* [Exercise directions]: An exact copy of the data is required. No picture may appear in it.

—————

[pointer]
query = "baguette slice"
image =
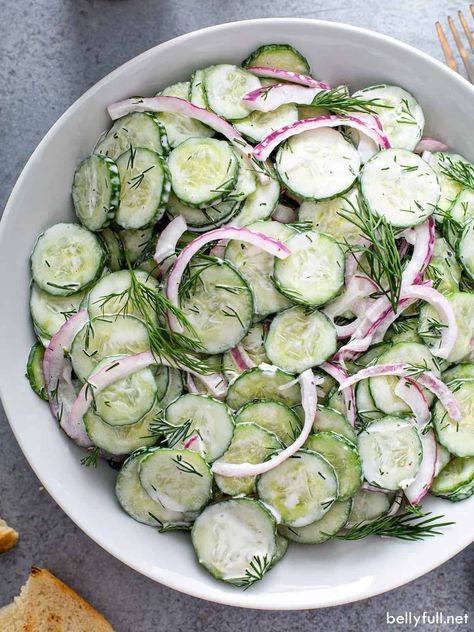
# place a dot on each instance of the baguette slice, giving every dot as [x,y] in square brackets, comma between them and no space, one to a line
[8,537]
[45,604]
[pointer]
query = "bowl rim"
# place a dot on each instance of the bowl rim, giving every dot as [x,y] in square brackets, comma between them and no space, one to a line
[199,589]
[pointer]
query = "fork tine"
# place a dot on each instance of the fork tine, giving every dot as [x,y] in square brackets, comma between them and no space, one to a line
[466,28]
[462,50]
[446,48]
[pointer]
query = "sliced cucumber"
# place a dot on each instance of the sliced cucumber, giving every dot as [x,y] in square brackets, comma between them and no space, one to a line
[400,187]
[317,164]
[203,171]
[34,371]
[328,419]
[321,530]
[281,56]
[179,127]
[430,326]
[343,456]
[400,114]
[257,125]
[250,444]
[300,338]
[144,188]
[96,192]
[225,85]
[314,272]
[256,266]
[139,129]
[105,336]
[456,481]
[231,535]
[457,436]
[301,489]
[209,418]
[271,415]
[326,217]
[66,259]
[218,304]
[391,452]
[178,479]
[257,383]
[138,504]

—————

* [Written response]:
[pointer]
query = "baguette slice"
image =
# place a dot on each instance of the baguette slice, giving every dot as [x,y] in square brackets, comma between them and no space, one to a line
[8,537]
[45,604]
[pointer]
query = "bowl rim"
# place a dot on each instance of the bowl rim, giving every dot as [x,y] in square brackets, comma between them and no space, one to a line
[199,589]
[pointer]
query = "fork tine"
# place a dot on each instance of the fork tine, giving every dot as [x,y] in square brackets, comma between them and no space, one to a line
[466,28]
[462,50]
[446,48]
[pointer]
query = "sliced cucumber"
# place a dot on each instance of the sliced cucumber, giving every dot as [x,y] in square brackets, comma between them and no space, one to a line
[400,187]
[317,164]
[203,171]
[34,371]
[328,419]
[321,530]
[281,56]
[179,127]
[430,326]
[343,456]
[400,114]
[257,125]
[250,444]
[300,338]
[144,188]
[96,192]
[225,85]
[314,272]
[256,266]
[139,129]
[105,336]
[456,481]
[231,535]
[457,436]
[301,489]
[209,418]
[271,415]
[326,217]
[66,259]
[218,304]
[391,452]
[178,479]
[257,383]
[138,504]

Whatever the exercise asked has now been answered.